- [JOB]:
Recast the entries from the line that contains "of the gray" through the end of the entries, inclusive, as a JSON list of strings with one string per line, leaving out blank lines.

- [TASK DATA]:

--------------------------------

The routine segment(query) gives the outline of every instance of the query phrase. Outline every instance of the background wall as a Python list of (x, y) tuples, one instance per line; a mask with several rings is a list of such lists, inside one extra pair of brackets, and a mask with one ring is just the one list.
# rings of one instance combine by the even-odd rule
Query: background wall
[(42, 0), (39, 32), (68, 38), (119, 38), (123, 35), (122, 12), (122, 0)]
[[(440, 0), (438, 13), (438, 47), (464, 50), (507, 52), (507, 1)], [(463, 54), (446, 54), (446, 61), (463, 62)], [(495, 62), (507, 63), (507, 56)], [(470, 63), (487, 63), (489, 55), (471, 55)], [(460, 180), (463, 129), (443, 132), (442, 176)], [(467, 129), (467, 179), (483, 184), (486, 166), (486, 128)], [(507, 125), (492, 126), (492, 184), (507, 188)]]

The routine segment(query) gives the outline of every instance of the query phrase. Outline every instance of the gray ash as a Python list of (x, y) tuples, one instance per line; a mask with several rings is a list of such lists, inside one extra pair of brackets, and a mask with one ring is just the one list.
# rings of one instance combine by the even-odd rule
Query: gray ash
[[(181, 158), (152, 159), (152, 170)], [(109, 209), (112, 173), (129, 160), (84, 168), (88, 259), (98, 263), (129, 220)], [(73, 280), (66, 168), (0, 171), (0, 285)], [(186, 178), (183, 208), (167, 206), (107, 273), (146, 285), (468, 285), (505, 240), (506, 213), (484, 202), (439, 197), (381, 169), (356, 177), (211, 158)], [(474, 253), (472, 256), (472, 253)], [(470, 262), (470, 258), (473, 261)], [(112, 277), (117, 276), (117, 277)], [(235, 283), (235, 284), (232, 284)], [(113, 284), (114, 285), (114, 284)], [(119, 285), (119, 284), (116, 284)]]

--------------------------------

- [ANSWER TO THE EXERCISE]:
[
  "The routine segment(query) gives the outline of every instance of the query phrase. Outline every instance of the gray ash as a Python list of (x, y) tuples, one instance per line; a mask with several rings is a list of such lists, inside one extra pair of brackets, and a mask with one ring is just the one list.",
  "# rings of one instance combine by the even-odd rule",
  "Query: gray ash",
  "[[(181, 158), (152, 159), (152, 170)], [(109, 209), (112, 173), (129, 160), (84, 168), (88, 259), (98, 263), (129, 220)], [(73, 280), (66, 168), (0, 171), (0, 285)], [(186, 178), (183, 208), (167, 206), (107, 273), (146, 285), (468, 285), (505, 240), (506, 213), (484, 202), (439, 197), (381, 169), (356, 177), (211, 158)], [(474, 253), (472, 256), (472, 253)], [(470, 262), (470, 258), (473, 261)], [(112, 277), (117, 276), (117, 277)], [(235, 283), (235, 284), (232, 284)], [(113, 284), (114, 285), (114, 284)], [(119, 285), (119, 284), (116, 284)]]"
]